## Directions
Write the rows below as a numbered list, skipping any blank lines and leaving the pictures out.

————————

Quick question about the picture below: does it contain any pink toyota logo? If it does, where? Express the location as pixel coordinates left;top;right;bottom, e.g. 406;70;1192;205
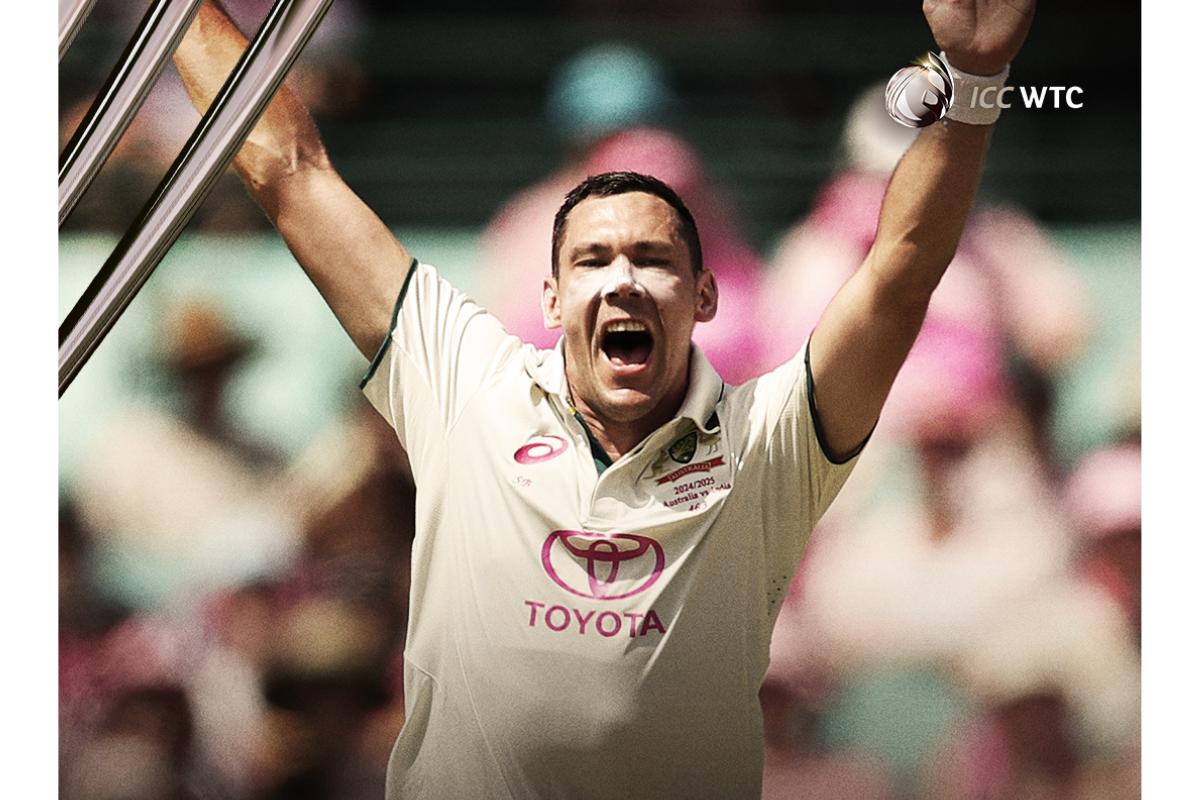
541;530;666;600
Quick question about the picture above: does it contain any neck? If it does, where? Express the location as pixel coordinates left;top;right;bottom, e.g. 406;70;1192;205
566;372;689;461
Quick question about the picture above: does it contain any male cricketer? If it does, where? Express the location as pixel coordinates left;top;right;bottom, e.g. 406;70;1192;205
175;0;1033;800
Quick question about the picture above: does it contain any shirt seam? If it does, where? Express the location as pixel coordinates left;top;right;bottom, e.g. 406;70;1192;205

————————

## Answer to the task
1. Quick question about the picture below: does it contain any pink toyota logo? If it does, where? Express the location as pixel coordinates left;top;right;bottom, e.g. 406;70;1192;205
2. 541;530;666;600
3. Quick question about the picture above: does it contain any neck? If it does, where? Express the location as pixel coordinates left;top;right;bottom, e.g. 406;70;1192;205
4. 566;372;689;461
5. Quick question about the picture above: does it contain any male cricketer? If it does, where? Express the location as pixel coordinates left;top;right;bottom, e.g. 406;70;1192;205
6. 175;0;1033;800
7. Quick question about the picture above: does it contain any shirt seam? If it does, where? Express the location as pixel coordinates left;top;right;bottom, e.g. 406;70;1192;205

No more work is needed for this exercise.